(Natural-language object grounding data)
********************

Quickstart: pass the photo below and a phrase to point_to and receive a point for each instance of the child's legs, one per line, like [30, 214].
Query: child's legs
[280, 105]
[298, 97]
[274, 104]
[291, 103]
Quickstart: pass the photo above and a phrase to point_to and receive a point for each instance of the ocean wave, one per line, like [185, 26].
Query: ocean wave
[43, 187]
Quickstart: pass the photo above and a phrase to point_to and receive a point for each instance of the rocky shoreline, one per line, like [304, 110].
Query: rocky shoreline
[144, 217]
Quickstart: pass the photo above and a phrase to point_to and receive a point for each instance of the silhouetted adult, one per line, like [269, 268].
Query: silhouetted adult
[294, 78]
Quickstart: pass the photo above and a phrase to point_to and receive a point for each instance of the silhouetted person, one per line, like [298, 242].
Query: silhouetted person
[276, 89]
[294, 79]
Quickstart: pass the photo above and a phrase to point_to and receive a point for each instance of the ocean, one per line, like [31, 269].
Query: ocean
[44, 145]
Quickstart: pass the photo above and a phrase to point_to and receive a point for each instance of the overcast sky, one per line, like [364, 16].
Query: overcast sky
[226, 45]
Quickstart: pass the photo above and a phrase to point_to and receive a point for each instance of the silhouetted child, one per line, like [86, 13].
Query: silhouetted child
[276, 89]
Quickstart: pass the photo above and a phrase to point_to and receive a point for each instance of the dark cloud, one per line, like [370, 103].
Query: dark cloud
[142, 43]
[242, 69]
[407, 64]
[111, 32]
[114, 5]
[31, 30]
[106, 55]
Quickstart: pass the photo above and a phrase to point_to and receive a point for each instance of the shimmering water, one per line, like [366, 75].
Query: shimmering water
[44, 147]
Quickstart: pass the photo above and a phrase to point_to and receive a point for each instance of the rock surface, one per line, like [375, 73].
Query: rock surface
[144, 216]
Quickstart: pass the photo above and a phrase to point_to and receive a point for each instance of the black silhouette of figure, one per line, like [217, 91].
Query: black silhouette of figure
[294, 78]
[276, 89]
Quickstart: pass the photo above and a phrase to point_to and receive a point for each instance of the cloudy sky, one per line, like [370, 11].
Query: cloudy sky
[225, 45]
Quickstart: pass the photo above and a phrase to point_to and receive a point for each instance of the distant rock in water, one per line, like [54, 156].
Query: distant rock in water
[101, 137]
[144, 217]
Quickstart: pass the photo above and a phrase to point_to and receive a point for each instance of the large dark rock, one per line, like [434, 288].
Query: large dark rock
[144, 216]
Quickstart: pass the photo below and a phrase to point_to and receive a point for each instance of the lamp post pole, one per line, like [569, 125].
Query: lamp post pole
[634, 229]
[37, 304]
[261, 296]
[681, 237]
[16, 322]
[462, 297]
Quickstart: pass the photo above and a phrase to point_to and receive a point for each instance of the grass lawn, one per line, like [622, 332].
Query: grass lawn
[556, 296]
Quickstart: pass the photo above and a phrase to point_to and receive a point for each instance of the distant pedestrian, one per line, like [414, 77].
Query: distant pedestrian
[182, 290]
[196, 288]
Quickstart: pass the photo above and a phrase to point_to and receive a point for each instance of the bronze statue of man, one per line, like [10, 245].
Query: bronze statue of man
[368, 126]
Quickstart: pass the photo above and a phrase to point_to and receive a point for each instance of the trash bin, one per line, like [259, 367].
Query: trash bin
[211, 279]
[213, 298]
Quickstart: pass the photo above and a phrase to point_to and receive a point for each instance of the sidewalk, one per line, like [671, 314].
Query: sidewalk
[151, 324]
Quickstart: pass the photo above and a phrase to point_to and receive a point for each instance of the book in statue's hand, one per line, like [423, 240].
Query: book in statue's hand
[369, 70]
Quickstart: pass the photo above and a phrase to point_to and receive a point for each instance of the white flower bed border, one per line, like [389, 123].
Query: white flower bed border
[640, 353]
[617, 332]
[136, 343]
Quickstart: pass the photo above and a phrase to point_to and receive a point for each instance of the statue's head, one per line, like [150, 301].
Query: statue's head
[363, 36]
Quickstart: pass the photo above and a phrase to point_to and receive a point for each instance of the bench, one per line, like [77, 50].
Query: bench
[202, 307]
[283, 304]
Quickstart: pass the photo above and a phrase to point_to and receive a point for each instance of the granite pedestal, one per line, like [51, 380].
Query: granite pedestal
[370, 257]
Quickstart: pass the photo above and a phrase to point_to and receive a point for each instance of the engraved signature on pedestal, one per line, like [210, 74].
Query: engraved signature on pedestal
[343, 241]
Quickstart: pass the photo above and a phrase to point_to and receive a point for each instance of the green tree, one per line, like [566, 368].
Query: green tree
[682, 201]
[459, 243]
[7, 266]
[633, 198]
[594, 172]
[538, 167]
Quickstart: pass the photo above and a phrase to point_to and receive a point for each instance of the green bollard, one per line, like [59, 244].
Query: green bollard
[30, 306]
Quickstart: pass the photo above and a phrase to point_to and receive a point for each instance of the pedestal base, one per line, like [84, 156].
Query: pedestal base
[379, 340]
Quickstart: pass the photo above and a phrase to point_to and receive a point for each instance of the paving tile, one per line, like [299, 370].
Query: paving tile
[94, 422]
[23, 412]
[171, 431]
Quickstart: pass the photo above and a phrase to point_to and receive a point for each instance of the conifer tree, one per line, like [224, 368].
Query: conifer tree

********************

▶ _What the exercise asks_: Could you return the complete set of entries exactly?

▶ _Finished task_:
Quickstart: pass the photo below and a phrase to point_to and receive a point for each instance of the child's legs, one per line, like [30, 214].
Query: child's legs
[280, 105]
[298, 97]
[274, 104]
[291, 103]
Quickstart: pass the photo above and a phrase to point_to and receive a point for each instance of the ocean wave, one per line, like [185, 26].
Query: ocean wave
[43, 187]
Quickstart: pass the photo above and a phrase to point_to and receive a point for each instance of the rocky shoreline, one per line, like [304, 110].
Query: rocky shoreline
[144, 217]
Quickstart: pass the photo above and a phrase to point_to and receive a point for each instance of the silhouetted adult, one per line, like [269, 268].
Query: silhouetted adult
[294, 78]
Quickstart: pass the photo above and a phrase to point_to and receive a point for each instance of the silhouetted person, one per line, like [298, 242].
Query: silhouetted person
[276, 89]
[294, 79]
Quickstart: pass the photo above and a phrase to point_to and receive a point for each instance of the ocean, one per line, like [31, 269].
Query: ocean
[44, 145]
Quickstart: pass the photo above and a phrase to point_to and receive a point for each instance of the overcast sky, one per line, like [364, 16].
Query: overcast sky
[226, 45]
Quickstart: pass the photo above and a phrase to point_to and receive a point for each instance of the silhouetted child, one per line, like [86, 13].
Query: silhouetted child
[276, 89]
Quickstart: pass the photo above and a phrase to point_to and receive a point for each instance of the dark cloud, one per line, like [370, 103].
Query: dark cloud
[142, 43]
[242, 69]
[407, 64]
[111, 32]
[114, 5]
[31, 30]
[106, 55]
Quickstart: pass the photo above and a phrase to point_to and receive a point for each instance of the shimmering water, one per line, like [366, 75].
Query: shimmering water
[44, 147]
Quickstart: pass the photo above and a phrase to point_to and receive a point for each instance of the rock surface, one per line, like [375, 73].
Query: rock surface
[144, 216]
Quickstart: pass the photo above and a phrase to point_to and receive a point for each instance of the black silhouette of figure, one per line, like [217, 91].
Query: black silhouette of figure
[294, 78]
[276, 89]
Quickstart: pass the photo above and a phrase to point_to and receive a point for each instance of the cloudy sky, one per line, like [370, 11].
Query: cloudy sky
[225, 45]
Quickstart: pass the photo above and a phrase to point_to and receive a point for each instance of the distant rock in water, one per line, like [54, 156].
Query: distant rock in water
[101, 137]
[144, 217]
Quickstart: pass the photo above and a phrase to point_to and receive a point for each instance of the large dark rock, one per line, like [434, 288].
Query: large dark rock
[144, 216]
Quickstart: pass the photo below and a phrase to point_to and receive a point for each instance of the lamp post pole, one per line, like [569, 125].
Query: lamp post pole
[634, 229]
[37, 304]
[261, 296]
[681, 237]
[16, 322]
[462, 297]
Quickstart: pass the photo above and a phrase to point_to and receive a point for each instance of the grass lawn, one per line, like [622, 332].
Query: grass lawn
[556, 296]
Quickstart: pass the photo above and a phrase to point_to and receive a point for each instance of the distant pedestrian, one per line, like [414, 77].
Query: distant pedestrian
[182, 290]
[196, 288]
Quickstart: pass the photo above and a phrase to point_to and receive a point for each instance of the bronze statue of man, one per line, like [10, 245].
Query: bronze statue of man
[368, 126]
Quickstart: pass the photo above and a phrase to point_to and receive a point for each instance of the trash bin, one per line, like [259, 367].
Query: trash bin
[211, 279]
[213, 298]
Quickstart: pass the photo above and a phrase to point_to and receive a point for each instance of the sidewalk, one per line, like [671, 314].
Query: sidewalk
[151, 324]
Quickstart: pass the photo above and a phrase to point_to and receive a point for each instance of the book in statue's hand, one per line, like [423, 240].
Query: book in statue's hand
[369, 70]
Quickstart: pass the photo above and a phrase to point_to and receive a point for each instance of the white flower bed border, one per line, like [389, 123].
Query: white flower bed border
[640, 353]
[617, 332]
[136, 343]
Quickstart: pass the photo above and a phrase to point_to and receive a point for each instance of the statue's head, one per line, like [150, 301].
Query: statue's head
[363, 36]
Quickstart: pass the photo above and a phrase to point_to and receive a point for each instance of the bench, one per line, like [77, 50].
Query: bench
[202, 307]
[283, 304]
Quickstart: pass the photo above and a phrase to point_to and receive a point for each instance of the granite pedestal, one per line, like [51, 380].
Query: granite pedestal
[370, 257]
Quickstart: pass the photo above and a phrase to point_to and receive a point for each instance of the engraved signature on pedestal, one per line, like [210, 74].
Query: engraved signature on pedestal
[343, 241]
Quickstart: pass the photo above and a phrase to point_to and receive a point for each instance of the green tree, one per line, like [566, 368].
Query: green tree
[682, 201]
[459, 243]
[7, 266]
[633, 198]
[594, 172]
[538, 167]
Quickstart: pass the photo above and a phrase to point_to and receive a point for each instance of the green bollard, one per line, like [59, 244].
Query: green bollard
[30, 306]
Quickstart: pass the photo above and a phrase to point_to and receive a point for each instance of the pedestal base, one per line, like [84, 156].
Query: pedestal base
[379, 340]
Quickstart: pass the photo above and a phrase to point_to and receive a point for each instance of the paving tile, one per line, like [299, 370].
Query: paving tile
[94, 422]
[23, 412]
[171, 431]
Quickstart: pass the photo above and a phrase to point_to and receive a point for each instance of the conifer tree, one per line, like [224, 368].
Query: conifer tree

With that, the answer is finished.